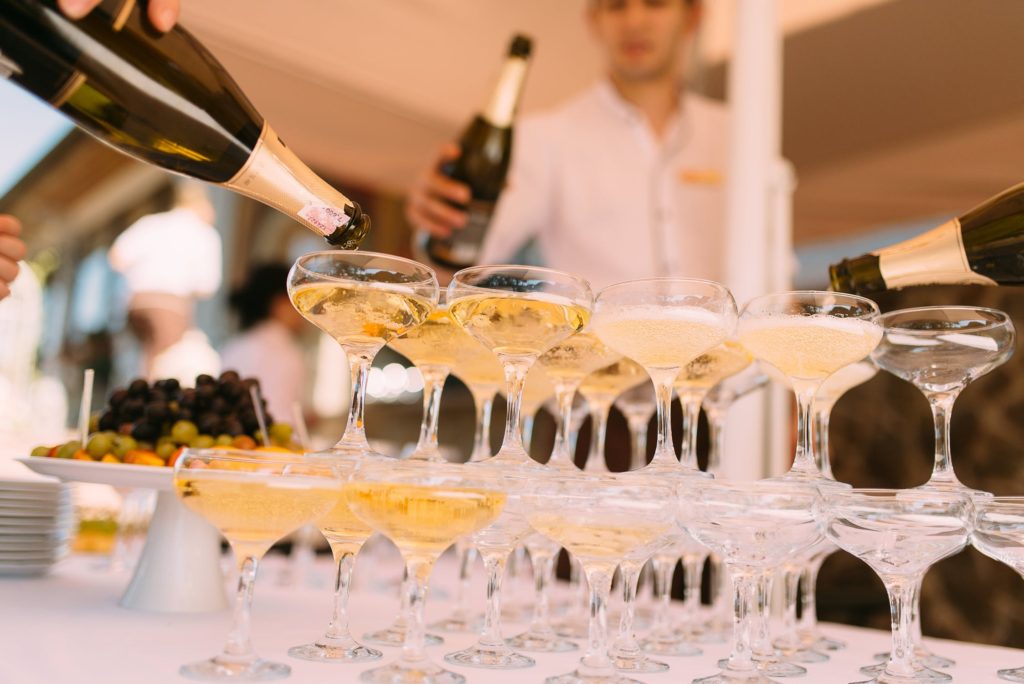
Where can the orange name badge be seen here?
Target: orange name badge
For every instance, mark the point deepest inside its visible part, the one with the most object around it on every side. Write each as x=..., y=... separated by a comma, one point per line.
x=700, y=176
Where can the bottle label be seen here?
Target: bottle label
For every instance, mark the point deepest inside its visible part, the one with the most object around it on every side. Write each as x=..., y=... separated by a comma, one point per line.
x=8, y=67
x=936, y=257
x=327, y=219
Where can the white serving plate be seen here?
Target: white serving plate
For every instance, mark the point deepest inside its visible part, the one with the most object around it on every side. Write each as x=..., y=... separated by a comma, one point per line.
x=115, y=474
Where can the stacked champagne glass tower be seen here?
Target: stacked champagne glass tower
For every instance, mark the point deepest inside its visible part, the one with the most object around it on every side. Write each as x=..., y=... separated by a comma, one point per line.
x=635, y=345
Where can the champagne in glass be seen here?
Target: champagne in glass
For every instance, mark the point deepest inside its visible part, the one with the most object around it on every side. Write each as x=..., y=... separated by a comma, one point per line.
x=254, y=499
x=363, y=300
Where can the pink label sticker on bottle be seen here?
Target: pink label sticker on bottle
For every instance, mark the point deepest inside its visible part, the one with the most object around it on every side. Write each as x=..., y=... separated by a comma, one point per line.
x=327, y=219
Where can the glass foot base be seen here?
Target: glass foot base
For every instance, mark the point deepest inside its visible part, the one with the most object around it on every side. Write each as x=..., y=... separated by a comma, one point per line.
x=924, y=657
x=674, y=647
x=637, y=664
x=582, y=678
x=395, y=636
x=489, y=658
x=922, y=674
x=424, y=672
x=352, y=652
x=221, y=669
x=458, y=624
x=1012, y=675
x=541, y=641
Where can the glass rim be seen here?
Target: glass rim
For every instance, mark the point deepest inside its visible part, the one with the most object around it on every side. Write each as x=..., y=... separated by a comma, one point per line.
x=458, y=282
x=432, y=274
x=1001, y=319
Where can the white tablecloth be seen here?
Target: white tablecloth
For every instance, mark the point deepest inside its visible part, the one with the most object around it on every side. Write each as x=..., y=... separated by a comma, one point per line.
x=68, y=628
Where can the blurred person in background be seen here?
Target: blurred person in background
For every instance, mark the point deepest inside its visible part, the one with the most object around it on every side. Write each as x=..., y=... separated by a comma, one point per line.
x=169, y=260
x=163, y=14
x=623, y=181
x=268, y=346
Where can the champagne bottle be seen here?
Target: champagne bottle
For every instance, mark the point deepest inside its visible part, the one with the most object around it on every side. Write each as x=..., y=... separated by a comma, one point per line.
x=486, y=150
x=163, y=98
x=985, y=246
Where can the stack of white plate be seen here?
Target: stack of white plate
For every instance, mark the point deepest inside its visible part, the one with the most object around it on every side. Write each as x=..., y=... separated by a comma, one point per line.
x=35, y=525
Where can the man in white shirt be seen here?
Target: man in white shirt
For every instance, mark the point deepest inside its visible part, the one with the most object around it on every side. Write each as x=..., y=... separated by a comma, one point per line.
——
**TASK:**
Rewrite all the rows above with "For every instance" changed to "For each instance" and nothing else altered, omitting the pictures.

**CORRECT RESPONSE:**
Where can the orange name badge be seen here?
Target: orange name badge
For each instance, mark the point deepest inside its visible part, the one with the most object around it on every side. Write each as x=..., y=... separated by a comma, one point per line.
x=700, y=176
Where can the bottle label be seen here?
Target: bottle label
For each instance, mark the point deepest inside its visible part, the one with the most object around it on every side. Write each as x=..., y=... separated by a comma, one point per line.
x=8, y=67
x=936, y=257
x=327, y=219
Where can the white serving plate be seen here?
Target: white serving plate
For each instance, mark the point deepest inside its visible part, the one with the most object around it on every side. Write each as x=..., y=... separated by a comma, one point per line.
x=115, y=474
Where can the stacked champagne glass tower be seen here?
Target: stacked champagne glass tower
For each instance, mark the point deepest inside its visible part, the one with the most object around it on every side. Write each as x=..., y=... separated by a comma, one point per line.
x=635, y=345
Where can the champagne in glass be seen here?
Target: champagne in glass
For each instance, mark the point deepest inside its visible part, the one with the most object around it on every side. Write each as x=..., y=... separated by a comma, one point per line.
x=254, y=499
x=363, y=300
Where can the pink label sticker on bottle be seen here?
Target: pink label sticker on bottle
For each instance, mark the point deepest inside its visible part, the one with the most object around it on every side. Write each as x=..., y=... separated by a comma, one point per line.
x=327, y=219
Where can the glass foot base be seen here?
Target: glass foot base
For each instance, mark the point deepest inside its visible part, the one with the most object around it on every side. Write each as x=..., y=... separated by a comma, one point per line.
x=924, y=657
x=674, y=647
x=637, y=664
x=582, y=678
x=395, y=636
x=489, y=658
x=922, y=674
x=424, y=672
x=352, y=652
x=221, y=669
x=458, y=624
x=1012, y=675
x=541, y=641
Where can the glass rim be seen here?
Target: glass rim
For each instance, mark the point deepest inside its visible part, the one with the most object around it on every side. Write each as x=..., y=... separated by a comma, one point per line.
x=458, y=282
x=432, y=274
x=1001, y=319
Where can the white tablecloth be seen here?
Target: white tablecloth
For each instance, mark the point deepest inside its visible part, the one with the most object around it on every side. Write each as x=..., y=... separated by a comma, one point per line.
x=68, y=628
Where can the blurred person in background be seen here?
Target: blurred person in background
For each instance, mark the point deepest inside its visible part, the one with the most object around it on every side. Write each as x=..., y=... separated by a comma, one point per line.
x=169, y=260
x=163, y=14
x=623, y=181
x=268, y=346
Where can the champagne bottle be seen here?
Target: champagne bottle
For each instance, mark the point deepest inside its visible part, the one with the most object around it on every side. Write each as x=..., y=... separated by a comma, one point per line.
x=486, y=150
x=163, y=98
x=985, y=246
Where can the stack of white plate be seen here?
Target: stack of white plate
For each instance, mark the point deepest inside its visible part, the one with the most object around it on every side. Write each as x=..., y=... separated by a comma, one point per line.
x=35, y=525
Where can the man in white shirt be seen here?
Target: man in white shirt
For each instance, mark the point deepest inside its visible part, the one with the most object around it on every side. Write each as x=..., y=... separated by a comma, one point per line.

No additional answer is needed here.